▶ Aim
List every line of the material below that contains the string "trimmed", copying each line in full.
※ ※ ※
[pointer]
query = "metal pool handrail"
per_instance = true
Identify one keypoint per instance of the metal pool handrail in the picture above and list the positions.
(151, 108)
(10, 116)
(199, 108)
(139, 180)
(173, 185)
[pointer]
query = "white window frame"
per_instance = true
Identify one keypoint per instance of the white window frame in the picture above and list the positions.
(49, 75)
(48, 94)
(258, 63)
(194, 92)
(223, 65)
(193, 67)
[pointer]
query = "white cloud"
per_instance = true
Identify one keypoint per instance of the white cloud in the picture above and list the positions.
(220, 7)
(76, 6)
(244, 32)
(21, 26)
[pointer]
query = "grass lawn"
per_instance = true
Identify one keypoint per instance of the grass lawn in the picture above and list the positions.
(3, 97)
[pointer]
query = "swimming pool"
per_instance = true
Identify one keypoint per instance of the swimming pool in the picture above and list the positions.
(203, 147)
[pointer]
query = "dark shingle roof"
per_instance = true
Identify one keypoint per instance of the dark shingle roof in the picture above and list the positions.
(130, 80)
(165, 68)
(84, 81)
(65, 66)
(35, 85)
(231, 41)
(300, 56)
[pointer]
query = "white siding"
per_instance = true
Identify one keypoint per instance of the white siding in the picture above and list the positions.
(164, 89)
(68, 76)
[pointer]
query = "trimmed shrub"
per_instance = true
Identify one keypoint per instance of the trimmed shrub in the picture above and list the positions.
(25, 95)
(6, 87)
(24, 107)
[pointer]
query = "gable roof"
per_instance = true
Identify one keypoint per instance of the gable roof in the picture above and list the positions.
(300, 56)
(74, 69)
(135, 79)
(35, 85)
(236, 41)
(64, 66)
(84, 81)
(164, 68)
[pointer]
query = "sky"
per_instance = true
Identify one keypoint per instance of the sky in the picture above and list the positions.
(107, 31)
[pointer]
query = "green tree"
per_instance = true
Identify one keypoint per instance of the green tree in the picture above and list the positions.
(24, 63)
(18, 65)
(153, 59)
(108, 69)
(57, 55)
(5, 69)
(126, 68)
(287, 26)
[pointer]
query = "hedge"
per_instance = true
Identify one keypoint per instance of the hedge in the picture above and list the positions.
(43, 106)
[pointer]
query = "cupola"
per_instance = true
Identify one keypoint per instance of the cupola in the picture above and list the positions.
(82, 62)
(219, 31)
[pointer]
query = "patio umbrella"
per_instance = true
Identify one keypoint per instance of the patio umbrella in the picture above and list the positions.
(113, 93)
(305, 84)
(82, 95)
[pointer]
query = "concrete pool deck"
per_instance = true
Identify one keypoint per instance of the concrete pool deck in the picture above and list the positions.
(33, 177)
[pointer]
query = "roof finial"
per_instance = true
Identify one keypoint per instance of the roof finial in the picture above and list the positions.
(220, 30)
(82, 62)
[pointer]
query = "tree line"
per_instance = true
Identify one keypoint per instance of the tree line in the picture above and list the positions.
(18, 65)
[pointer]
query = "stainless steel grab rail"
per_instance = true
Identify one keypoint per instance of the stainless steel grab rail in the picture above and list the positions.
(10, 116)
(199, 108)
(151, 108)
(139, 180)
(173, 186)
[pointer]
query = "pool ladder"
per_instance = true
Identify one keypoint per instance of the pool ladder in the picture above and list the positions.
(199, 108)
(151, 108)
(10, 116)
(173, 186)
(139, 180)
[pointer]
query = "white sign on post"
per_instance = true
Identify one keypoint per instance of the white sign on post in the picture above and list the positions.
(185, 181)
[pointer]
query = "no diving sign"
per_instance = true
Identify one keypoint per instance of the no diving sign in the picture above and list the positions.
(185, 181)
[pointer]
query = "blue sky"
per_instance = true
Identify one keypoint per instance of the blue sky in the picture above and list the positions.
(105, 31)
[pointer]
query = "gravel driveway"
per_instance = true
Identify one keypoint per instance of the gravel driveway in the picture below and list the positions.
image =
※ ※ ※
▶ Written solution
query = "trimmed shrub"
Identify one keypoint per instance of the trimmed shrub in the picture above and list the positions.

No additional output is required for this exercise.